EXERCISE OBJECTIVE> The entries that follow include a run beginning at the line with "Where can you see the binder" and ending at the line with "Where can you see the potted"; restate that run word for word and leave the rest out.

----- RECORDS FOR PROCESSING -----

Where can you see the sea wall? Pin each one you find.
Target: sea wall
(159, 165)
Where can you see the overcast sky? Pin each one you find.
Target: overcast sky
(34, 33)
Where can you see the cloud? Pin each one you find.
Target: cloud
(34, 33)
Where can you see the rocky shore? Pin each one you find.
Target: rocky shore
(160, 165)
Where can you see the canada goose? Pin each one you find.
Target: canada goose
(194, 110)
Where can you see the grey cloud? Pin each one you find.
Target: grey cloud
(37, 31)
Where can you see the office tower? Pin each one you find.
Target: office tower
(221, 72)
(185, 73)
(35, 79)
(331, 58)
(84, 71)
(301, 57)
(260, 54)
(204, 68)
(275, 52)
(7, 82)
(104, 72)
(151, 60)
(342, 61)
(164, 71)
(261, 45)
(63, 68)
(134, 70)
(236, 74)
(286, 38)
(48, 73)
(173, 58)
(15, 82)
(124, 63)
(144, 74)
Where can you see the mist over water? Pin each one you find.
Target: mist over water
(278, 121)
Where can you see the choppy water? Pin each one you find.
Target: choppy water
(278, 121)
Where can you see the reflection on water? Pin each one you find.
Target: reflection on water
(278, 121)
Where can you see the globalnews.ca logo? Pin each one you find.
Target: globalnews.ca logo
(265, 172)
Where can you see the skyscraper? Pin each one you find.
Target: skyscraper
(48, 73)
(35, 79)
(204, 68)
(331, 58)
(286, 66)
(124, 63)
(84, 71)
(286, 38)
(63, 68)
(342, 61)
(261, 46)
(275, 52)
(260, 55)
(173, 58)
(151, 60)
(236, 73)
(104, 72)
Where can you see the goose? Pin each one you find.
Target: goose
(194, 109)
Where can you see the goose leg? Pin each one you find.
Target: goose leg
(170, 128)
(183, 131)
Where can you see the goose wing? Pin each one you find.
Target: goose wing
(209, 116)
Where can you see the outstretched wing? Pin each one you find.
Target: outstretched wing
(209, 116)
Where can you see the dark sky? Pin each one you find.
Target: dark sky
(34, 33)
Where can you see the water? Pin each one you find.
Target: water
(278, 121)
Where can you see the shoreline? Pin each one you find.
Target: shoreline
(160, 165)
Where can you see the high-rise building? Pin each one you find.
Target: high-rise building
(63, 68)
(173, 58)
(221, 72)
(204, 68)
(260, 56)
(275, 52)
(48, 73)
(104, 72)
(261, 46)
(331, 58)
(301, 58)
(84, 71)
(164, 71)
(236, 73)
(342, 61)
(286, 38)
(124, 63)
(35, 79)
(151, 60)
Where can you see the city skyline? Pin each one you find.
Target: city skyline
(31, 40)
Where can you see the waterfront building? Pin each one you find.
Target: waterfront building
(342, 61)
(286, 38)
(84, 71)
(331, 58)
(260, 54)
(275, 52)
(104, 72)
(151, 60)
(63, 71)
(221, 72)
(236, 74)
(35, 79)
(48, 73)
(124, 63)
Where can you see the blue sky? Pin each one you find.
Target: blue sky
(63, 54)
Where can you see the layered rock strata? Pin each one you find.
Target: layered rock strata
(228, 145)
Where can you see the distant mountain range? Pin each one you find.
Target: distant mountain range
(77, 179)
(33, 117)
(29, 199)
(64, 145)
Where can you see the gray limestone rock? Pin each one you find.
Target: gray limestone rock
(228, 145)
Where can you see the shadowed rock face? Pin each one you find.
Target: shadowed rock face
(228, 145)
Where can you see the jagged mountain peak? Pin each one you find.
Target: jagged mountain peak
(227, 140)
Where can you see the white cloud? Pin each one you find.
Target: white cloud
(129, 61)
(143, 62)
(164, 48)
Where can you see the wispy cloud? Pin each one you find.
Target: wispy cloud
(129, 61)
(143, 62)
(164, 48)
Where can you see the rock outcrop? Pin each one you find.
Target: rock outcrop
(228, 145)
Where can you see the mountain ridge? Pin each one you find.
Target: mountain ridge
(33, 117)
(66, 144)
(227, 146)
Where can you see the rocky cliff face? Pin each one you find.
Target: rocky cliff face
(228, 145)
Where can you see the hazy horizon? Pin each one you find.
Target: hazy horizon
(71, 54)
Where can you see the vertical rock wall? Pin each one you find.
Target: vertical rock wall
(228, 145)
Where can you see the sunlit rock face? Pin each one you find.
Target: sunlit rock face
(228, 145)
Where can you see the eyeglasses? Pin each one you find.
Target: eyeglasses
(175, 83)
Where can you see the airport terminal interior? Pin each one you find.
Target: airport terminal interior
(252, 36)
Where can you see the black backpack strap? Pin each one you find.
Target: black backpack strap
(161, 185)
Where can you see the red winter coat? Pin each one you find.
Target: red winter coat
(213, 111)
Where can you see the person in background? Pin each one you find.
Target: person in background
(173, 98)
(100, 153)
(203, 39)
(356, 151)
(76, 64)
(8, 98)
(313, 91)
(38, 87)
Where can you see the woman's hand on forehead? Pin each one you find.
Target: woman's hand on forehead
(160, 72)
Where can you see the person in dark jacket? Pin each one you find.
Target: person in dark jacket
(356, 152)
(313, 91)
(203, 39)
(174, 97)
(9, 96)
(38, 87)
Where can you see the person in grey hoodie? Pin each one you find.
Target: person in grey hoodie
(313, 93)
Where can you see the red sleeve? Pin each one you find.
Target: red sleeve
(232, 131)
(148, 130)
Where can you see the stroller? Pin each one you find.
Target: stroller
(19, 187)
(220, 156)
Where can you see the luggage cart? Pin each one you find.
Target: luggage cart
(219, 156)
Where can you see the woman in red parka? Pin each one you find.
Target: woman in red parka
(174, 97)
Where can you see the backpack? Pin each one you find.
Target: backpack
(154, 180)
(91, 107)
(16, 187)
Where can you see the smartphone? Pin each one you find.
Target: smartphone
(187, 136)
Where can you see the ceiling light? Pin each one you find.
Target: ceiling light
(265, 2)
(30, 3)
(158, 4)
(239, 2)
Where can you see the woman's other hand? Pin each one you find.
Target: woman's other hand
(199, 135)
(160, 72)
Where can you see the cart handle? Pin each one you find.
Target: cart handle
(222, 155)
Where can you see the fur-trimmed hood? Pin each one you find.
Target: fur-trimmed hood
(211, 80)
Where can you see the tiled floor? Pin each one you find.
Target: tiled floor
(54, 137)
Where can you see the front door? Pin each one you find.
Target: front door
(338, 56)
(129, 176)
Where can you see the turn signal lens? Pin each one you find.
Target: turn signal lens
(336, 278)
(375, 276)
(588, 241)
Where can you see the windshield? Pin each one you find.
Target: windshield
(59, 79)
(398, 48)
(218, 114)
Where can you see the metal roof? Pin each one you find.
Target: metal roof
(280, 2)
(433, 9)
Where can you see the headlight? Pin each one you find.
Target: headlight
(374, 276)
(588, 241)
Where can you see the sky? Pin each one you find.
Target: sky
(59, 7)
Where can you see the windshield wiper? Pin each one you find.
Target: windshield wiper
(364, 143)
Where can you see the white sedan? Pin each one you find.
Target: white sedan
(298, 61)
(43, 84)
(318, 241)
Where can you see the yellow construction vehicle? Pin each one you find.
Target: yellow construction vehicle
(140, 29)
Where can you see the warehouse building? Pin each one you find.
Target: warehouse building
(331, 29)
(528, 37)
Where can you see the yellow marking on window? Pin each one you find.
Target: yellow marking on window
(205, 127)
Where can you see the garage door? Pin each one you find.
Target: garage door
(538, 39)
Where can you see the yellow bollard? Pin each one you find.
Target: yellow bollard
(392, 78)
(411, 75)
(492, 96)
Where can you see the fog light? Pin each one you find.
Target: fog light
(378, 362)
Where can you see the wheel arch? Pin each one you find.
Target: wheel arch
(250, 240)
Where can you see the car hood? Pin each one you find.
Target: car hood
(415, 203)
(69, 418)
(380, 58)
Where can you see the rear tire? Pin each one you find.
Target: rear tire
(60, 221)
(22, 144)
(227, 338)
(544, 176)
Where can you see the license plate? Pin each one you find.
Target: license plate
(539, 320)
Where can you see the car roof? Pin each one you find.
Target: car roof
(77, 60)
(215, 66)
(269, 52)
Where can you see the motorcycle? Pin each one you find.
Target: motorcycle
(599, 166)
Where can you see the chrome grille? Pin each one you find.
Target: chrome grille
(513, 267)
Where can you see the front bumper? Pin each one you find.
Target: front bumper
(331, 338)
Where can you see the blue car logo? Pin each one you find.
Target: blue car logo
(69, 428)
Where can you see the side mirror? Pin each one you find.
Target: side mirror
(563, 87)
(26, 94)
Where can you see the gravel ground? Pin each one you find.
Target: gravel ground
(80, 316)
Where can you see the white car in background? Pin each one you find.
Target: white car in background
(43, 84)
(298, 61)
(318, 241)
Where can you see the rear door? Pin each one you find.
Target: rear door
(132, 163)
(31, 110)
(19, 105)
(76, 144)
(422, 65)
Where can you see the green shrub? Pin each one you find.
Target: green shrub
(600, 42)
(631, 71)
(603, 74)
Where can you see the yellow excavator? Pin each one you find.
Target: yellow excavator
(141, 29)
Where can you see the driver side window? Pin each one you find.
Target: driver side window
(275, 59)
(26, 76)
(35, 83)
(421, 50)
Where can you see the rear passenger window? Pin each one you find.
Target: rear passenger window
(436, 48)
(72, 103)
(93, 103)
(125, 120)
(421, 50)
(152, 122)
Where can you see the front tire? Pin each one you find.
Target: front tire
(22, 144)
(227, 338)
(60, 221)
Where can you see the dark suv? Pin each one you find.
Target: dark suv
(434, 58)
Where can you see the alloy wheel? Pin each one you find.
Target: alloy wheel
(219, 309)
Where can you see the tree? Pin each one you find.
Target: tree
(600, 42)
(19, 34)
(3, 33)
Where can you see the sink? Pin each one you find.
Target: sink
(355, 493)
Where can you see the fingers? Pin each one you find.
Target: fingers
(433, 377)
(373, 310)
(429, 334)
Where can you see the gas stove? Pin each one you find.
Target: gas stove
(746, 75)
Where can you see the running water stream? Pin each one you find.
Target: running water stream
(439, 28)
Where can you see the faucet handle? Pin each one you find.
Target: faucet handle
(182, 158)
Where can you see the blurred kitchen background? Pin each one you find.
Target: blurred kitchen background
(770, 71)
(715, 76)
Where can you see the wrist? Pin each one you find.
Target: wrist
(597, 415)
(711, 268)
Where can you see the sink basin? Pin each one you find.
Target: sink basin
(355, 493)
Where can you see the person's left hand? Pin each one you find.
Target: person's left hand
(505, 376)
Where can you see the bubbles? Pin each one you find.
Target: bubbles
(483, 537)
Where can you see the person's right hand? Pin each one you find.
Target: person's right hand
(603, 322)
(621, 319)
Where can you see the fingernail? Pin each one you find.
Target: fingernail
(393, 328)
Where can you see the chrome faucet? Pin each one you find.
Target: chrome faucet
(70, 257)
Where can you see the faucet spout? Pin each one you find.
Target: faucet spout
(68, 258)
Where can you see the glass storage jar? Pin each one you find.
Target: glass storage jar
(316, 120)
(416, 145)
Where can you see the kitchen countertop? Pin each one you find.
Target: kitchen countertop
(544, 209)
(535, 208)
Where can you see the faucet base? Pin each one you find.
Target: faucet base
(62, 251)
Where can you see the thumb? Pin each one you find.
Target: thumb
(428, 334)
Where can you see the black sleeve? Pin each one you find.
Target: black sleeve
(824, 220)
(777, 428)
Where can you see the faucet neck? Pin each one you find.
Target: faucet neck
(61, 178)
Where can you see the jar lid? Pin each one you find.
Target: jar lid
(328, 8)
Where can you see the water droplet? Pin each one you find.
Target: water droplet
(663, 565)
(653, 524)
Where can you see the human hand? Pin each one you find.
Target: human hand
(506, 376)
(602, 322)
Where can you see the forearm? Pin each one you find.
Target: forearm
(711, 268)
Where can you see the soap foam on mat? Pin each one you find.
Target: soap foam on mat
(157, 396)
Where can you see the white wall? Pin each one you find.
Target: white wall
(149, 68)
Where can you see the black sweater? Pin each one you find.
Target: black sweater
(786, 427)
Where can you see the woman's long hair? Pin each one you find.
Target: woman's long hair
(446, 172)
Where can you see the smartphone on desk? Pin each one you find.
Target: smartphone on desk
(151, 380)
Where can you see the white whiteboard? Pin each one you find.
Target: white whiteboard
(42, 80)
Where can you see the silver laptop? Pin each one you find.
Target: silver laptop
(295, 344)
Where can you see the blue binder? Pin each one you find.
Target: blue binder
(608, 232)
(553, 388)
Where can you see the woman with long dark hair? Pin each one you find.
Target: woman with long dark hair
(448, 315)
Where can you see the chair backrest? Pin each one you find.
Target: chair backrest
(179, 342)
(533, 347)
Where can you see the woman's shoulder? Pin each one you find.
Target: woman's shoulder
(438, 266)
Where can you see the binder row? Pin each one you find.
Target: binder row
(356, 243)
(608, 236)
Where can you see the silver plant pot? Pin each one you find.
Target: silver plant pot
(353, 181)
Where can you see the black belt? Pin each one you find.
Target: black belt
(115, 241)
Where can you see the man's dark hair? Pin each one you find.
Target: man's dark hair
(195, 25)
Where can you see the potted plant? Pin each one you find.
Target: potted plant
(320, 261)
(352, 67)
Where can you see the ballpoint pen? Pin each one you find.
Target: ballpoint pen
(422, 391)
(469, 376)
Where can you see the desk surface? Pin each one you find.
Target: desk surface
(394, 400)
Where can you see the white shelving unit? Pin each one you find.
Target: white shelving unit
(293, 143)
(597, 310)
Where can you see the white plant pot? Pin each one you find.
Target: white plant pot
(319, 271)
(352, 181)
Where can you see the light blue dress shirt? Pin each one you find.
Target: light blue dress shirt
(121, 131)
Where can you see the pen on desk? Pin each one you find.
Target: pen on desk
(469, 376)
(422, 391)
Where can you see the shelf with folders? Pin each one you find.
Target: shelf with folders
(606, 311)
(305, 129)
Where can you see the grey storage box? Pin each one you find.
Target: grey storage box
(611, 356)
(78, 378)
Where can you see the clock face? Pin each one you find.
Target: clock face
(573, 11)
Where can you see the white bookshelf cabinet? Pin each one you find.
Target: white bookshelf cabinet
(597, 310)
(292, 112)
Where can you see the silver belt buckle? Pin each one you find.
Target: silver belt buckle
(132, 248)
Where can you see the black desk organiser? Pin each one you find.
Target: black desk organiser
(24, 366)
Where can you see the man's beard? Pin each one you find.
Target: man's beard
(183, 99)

-----

EXERCISE SOLUTION>
Where can you see the binder row? Pin each one you find.
Target: binder row
(356, 243)
(608, 236)
Where can you see the silver plant pot? Pin each one you find.
Target: silver plant pot
(353, 181)
Where can you see the black belt? Pin each one you find.
Target: black belt
(115, 241)
Where can you see the man's dark hair? Pin each one you find.
Target: man's dark hair
(195, 25)
Where can you see the potted plant? Pin each one you find.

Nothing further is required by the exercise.